#### [DIRECTIVE]
Reproduce the records below word for word, leaving out the pictures.

______

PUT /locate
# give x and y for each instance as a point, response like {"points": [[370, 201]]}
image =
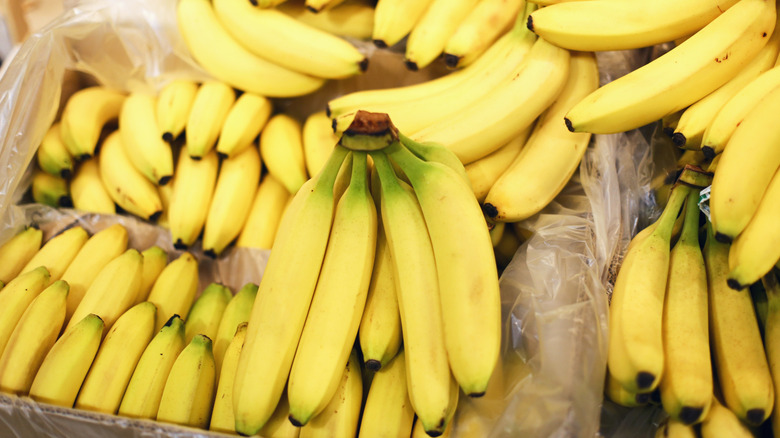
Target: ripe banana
{"points": [[113, 291], [233, 194], [144, 390], [87, 191], [188, 396], [128, 187], [83, 118], [193, 190], [692, 70], [226, 59], [465, 267], [32, 337], [17, 251], [57, 253], [422, 319], [283, 299], [116, 359], [265, 214], [175, 289], [62, 372], [338, 302], [739, 359], [173, 107], [550, 157]]}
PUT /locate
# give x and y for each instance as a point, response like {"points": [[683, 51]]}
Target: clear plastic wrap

______

#### [FINAL RESULT]
PUT /locate
# give x and y for each instance as a point, response like {"points": [[370, 201]]}
image =
Target: ripe banana
{"points": [[113, 291], [233, 194], [144, 390], [87, 191], [188, 396], [128, 187], [83, 118], [193, 190], [692, 70], [226, 59], [465, 267], [32, 337], [17, 251], [57, 253], [422, 319], [283, 299], [116, 359], [265, 214], [175, 289], [62, 372], [338, 302], [739, 359], [173, 107], [550, 157]]}
PUT /locate
# give x and y for each instance as a point, response like {"points": [[683, 51]]}
Target: clear plastic wrap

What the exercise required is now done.